Rewrite the lines below, swapping "column shaft" for "pillar shaft" and leaving everything else untouched.

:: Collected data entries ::
--- Start ---

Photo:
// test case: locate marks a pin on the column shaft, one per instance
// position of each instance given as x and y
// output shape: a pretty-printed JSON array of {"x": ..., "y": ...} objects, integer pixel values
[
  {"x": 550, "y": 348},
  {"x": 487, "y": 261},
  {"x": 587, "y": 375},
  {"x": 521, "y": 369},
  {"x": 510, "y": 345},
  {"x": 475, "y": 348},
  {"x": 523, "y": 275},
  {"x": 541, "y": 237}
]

--- End ---

:: Answer for this exercise ::
Photo:
// test case: locate marks a pin on the pillar shaft, one per instance
// position of each instance given as x and y
// output shape: a pretty-printed JSON array of {"x": ..., "y": ...} objects, integer pixel values
[
  {"x": 550, "y": 348},
  {"x": 487, "y": 261},
  {"x": 587, "y": 375},
  {"x": 521, "y": 369},
  {"x": 510, "y": 345},
  {"x": 475, "y": 348},
  {"x": 523, "y": 275},
  {"x": 541, "y": 237}
]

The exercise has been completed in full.